• [Source records]
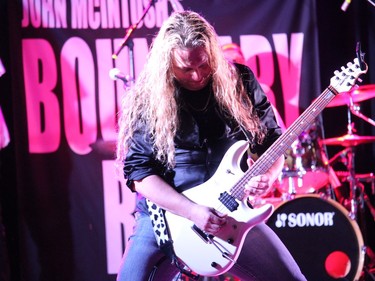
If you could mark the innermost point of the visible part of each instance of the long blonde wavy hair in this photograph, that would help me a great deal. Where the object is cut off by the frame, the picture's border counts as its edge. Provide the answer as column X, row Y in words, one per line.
column 152, row 98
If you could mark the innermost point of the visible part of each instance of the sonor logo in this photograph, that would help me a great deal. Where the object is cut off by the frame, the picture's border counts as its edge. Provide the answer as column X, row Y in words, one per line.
column 304, row 219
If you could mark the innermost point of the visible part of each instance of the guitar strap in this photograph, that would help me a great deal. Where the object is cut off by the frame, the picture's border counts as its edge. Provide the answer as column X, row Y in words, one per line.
column 165, row 243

• [Task prompt]
Having located the line containing "of the sonor", set it down along with every line after it through the end of the data, reproducing each exactly.

• [Answer for this exercise]
If you could mark the innermost point of the visible part of each instance of the sonor logo in this photograph, that would help me a great deal. Where the object is cut off by the frame, the picture's border counts as its edge. Provide the answer as column X, row Y in words, one per line.
column 304, row 219
If you could mark the innermost point of the visible part of each instance of the guitar strap in this photograph, that would help me a great deal. Where the object is cut off by the frame, the picture's border counts as its edge. Provide the answer as column X, row Y in words, one per line.
column 165, row 243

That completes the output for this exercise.